[Data excerpts]

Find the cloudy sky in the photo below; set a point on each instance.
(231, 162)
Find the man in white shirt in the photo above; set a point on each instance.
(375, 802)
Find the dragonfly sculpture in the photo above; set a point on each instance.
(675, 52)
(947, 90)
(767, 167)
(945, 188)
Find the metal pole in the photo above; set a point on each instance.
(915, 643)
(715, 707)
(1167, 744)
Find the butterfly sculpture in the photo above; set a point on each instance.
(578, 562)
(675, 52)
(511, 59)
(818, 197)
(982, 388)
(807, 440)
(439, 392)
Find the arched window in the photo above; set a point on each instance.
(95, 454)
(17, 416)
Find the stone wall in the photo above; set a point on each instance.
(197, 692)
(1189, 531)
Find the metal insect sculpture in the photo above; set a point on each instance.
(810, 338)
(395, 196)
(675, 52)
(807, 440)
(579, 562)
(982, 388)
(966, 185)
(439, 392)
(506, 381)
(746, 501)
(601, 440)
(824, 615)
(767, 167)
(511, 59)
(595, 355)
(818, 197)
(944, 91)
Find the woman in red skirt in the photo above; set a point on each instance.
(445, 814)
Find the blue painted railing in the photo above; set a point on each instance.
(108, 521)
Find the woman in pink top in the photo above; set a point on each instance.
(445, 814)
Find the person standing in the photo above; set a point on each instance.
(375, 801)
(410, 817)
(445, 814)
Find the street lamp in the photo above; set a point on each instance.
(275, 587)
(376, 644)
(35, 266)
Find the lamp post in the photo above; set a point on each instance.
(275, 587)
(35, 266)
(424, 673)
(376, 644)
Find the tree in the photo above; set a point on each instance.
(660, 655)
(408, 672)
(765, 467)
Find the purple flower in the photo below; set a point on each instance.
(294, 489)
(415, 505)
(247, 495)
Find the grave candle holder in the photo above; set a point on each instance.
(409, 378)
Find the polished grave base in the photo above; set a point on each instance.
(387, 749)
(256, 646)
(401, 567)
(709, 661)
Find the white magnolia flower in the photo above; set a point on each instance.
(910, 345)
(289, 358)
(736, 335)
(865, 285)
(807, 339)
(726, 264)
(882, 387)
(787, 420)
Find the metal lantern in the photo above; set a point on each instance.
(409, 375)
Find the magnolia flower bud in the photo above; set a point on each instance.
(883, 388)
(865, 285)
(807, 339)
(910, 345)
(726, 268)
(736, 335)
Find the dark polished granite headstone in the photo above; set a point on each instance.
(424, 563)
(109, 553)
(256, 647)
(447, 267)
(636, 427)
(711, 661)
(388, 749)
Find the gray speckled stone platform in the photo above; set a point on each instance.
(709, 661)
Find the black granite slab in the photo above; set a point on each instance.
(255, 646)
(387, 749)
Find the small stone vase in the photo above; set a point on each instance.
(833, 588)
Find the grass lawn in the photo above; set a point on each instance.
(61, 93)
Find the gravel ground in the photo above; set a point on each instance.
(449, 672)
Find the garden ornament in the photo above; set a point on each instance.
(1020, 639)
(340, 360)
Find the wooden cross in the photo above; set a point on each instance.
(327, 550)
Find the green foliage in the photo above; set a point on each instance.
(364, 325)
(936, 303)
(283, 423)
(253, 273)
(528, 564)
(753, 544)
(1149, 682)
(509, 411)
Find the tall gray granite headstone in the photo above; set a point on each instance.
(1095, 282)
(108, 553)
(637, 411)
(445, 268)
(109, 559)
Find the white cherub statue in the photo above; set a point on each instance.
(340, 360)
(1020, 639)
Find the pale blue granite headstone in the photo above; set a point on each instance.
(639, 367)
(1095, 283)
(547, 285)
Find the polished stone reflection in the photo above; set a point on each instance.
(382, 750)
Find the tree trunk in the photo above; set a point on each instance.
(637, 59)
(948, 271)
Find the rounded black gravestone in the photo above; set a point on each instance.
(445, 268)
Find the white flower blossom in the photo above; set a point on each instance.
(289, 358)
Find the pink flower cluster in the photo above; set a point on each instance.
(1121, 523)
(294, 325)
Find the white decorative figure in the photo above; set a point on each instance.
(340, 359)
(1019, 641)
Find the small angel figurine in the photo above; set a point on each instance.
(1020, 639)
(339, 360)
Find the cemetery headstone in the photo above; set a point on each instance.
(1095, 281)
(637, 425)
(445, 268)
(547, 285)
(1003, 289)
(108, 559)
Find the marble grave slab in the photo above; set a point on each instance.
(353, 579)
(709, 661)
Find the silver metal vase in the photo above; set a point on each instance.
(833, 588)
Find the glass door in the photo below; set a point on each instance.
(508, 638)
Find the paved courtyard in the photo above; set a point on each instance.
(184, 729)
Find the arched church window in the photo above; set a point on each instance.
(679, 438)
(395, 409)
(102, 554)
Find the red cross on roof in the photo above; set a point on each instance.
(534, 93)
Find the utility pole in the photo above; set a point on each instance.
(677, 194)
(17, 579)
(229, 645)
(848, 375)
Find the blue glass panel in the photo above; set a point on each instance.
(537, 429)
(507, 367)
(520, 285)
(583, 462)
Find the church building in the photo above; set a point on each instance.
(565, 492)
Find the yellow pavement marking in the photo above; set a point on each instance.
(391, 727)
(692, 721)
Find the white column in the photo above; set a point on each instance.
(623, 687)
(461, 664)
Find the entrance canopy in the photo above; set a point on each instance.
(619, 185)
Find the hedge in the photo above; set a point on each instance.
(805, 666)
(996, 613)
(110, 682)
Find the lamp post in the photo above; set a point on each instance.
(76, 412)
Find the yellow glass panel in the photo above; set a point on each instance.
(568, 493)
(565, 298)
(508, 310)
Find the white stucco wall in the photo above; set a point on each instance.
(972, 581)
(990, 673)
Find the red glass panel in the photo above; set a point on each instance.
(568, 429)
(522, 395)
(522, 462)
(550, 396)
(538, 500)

> **TASK ITEM**:
Only the last part of the entries above is needed: please copy the line with "Find the white column" and each line after it exactly.

> **COMPLETED TASK**:
Find the white column in the photo above; set a point on each instance.
(623, 687)
(461, 664)
Find the entrance canopy in the photo above; set a point on each instance.
(619, 185)
Find the hedge in the photo above; set a point on each instance.
(805, 666)
(996, 613)
(110, 682)
Find the lamp post in the photo above; set a point on each instance.
(76, 412)
Find the yellow glass panel in the photo above; set a point on each instance.
(568, 493)
(565, 298)
(508, 310)
Find the white stucco wall in the photo above; set a point on each instance.
(972, 581)
(990, 673)
Find the red glass panel in the photo above; set a point on each instance.
(568, 429)
(522, 395)
(522, 462)
(550, 396)
(538, 500)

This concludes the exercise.